> [EXCERTO DA PÁGINA]:

►

VACINAR, VACINAR, VACINAR
No mesmo comunicado, insta-se as autoridades sanitárias a reforçarem os programas de vacinação para alcançar uma cobertura adequada da população infantil, incluindo a conclusão atempada da imunização primária e a administração de doses de reforço. E recorda-se que a vacinação no segundo ou terceiro trimestre da gravidez é um meio muito eficaz de prevenir a doença nos recém-nascidos que ainda não receberam a imunização e que, por essa razão, estão em risco.
“Temos vacinas seguras e eficazes que a podem prevenir”, disse ainda Stella Kyriakides. “A vacinação é o nosso principal instrumento para ajudar a salvar vidas e evitar que a doença continue a propagar-se.”
O sublinhado da comissária europeia da Saúde ganha mais sentido quando se sabe que a Covid-19 levou muita gente a duvidar da eficácia das vacinas, no geral.
O “susto com as vacinas”, como lhe chama Paul Hunter, não é de agora – ele surgiu no início da década de 2000, levando a que um grupo de pessoas, que hoje têm cerca de 21 anos, não completasse a vacinação por iniciativa dos seus pais.

◄

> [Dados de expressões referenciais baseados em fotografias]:
►

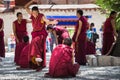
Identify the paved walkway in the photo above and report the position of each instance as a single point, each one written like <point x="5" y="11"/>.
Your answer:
<point x="8" y="72"/>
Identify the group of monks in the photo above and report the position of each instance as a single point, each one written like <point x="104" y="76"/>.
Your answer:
<point x="62" y="63"/>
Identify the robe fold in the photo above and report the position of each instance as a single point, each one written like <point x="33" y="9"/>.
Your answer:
<point x="61" y="62"/>
<point x="21" y="31"/>
<point x="2" y="45"/>
<point x="90" y="49"/>
<point x="18" y="50"/>
<point x="108" y="36"/>
<point x="81" y="43"/>
<point x="24" y="57"/>
<point x="39" y="34"/>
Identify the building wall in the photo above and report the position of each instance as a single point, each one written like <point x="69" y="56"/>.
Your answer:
<point x="8" y="18"/>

◄

> [OBJETIVO DO EXERCÍCIO]:
Continue o texto sobre a vacinação a partir da última frase apresentada.

> [RESPOSTA AO PROBLEMA]:
“A infeção pode afetar qualquer pessoa que não esteja vacinada e mesmo algumas que estejam vacinadas”, lembrou ao Standard o especialista em epidemiologia e saúde pública. “No entanto, o principal risco de morte ou de complicações graves a longo prazo verifica-se nas crianças pequenas, especialmente nas que têm menos de três meses de idade.”
“É este grupo etário que corre o maior risco de morte e de desenvolver problemas a longo prazo, como lesões cerebrais”, explicou ao jornal. “O problema é que, na maioria das circunstâncias, este grupo etário é demasiado jovem para receber a vacina. É por isso que oferecemos a vacina às mulheres grávidas, para proteger os seus bebés durante os primeiros meses de vida, que são os mais arriscados. E a adesão à vacina nas mulheres grávidas tem vindo a diminuir de forma bastante acentuada nos últimos anos.”
TOSSE, TOSSE, TOSSE
O principal sintoma desta doença respiratória altamente contagiosa, provocada pela a bactéria Bordetella pertussis, é a tosse, como já se viu. Mas, ao comprometer a traqueia e os brônquios, ela traz mais sintomas.
Inicialmente, os sintomas assemelham-se aos de uma constipação comum (espirros, corrimento nasal, febre baixa e tosse ligeira), explica-se no Portal Europeu de Informação sobre Vacinação. Mas, no espaço de duas semanas, a tosse agrava-se e é caracterizada por acessos consecutivos seguidos de um ronco ou guincho.
“Estes acessos de tosse terminam frequentemente com a expulsão de um muco espesso e transparente, muitas vezes seguida de vómito. De início, os acessos de tosse ocorrem à noite e depois tornam-se mais frequentes durante o dia, podendo persistir durante um ou dois meses.”
A tosse convulsa caracteriza-se por três fases, ensina-se, por sua vez, no portal do SNS24.
Na fase catarral (1-2 semanas), ocorre inflamação e corrimento nasal, tosse não produtiva e febre baixa.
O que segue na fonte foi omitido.